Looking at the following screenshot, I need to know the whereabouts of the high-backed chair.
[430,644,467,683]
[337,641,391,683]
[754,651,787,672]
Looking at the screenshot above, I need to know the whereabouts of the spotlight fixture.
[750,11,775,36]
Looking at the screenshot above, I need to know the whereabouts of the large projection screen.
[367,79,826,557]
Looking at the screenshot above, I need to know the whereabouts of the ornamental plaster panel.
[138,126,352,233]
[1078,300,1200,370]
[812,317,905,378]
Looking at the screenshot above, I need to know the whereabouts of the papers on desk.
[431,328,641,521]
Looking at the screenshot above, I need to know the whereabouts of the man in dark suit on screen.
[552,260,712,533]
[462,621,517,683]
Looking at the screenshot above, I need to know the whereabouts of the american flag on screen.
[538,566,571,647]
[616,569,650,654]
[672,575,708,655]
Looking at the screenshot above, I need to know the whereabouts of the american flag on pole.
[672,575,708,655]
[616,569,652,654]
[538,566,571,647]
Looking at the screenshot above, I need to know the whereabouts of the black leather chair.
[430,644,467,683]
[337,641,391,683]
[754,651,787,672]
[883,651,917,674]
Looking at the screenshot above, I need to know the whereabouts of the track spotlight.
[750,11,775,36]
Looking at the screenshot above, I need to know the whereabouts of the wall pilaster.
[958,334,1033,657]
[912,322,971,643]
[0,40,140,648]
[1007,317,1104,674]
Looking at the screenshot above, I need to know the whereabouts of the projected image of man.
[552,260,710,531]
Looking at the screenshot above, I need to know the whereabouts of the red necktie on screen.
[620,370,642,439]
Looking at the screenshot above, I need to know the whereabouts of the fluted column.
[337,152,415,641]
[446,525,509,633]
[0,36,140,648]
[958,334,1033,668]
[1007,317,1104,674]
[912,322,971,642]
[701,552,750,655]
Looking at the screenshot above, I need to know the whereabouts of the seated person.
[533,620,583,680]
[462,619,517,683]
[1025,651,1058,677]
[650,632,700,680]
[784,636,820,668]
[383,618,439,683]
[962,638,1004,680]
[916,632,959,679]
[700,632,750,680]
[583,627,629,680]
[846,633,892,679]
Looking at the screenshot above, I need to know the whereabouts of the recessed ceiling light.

-- EXERCISE --
Pick out every line of the records above that contains the word "american", and copy each one as it appears.

-- SOLUTION BELOW --
Looking at the screenshot above, I need to know the whereabouts of the american flag on screen.
Looking at the screenshot above, I need to know the whereabouts of the american flag on pole.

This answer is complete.